# Provided text:
The biggest problem with MrgCop and its macros and support functions is that it doesn't and cannot sort blocks into the order that they are supposed to go in.  If you are using dual-playfield mode and color changes for the sprites, for example, trying to get all the copper instructions to line up with both playfields and 8 other moving objects requires sorting, not just merging.  One hardware banging engine written in C uses a "blocks mode" where the first instruction in a block is a copper wait and all additional copper move instructions are after it in a form that resembles Chomsky Normal Form.  This allows all the blocks of copper instructions to be properly sorted with minimal overhead.
I'm sorry, but I'm not sure what you want to tell. CMove and CWait both go into the user copper list, and MrgCop() does not change the order of instructions on this list. What it does is that it merges the (abstract) user copper list, the (abstract) copper list of the VSprite system and the (abstract) copper list of the view port arrangement into one hardware list. As long as there is a single VPort, it does not matter whether it runs in dual playfield mode or not.

Thus, while you cannot guarantee the relative order of the user copper list relative to the vsprite copper list, the relative order of instructions within each list is stable.

# Data segment:
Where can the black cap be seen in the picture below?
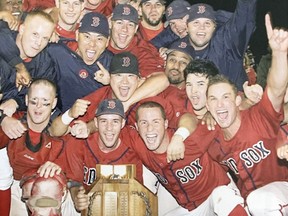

# Objective:
Answer these questions using the discussion of MrgCop above, numbering each answer to match:
1. In the "blocks mode" of the hardware banging engine written in C, what is the first instruction in a block?
2. Which three copper lists does MrgCop() merge into one hardware list?
3. According to the last paragraph, what remains stable?

# Reply:
1. A copper wait.
2. The user copper list, the copper list of the VSprite system, and the copper list of the view port arrangement.
3. The relative order of instructions within each list.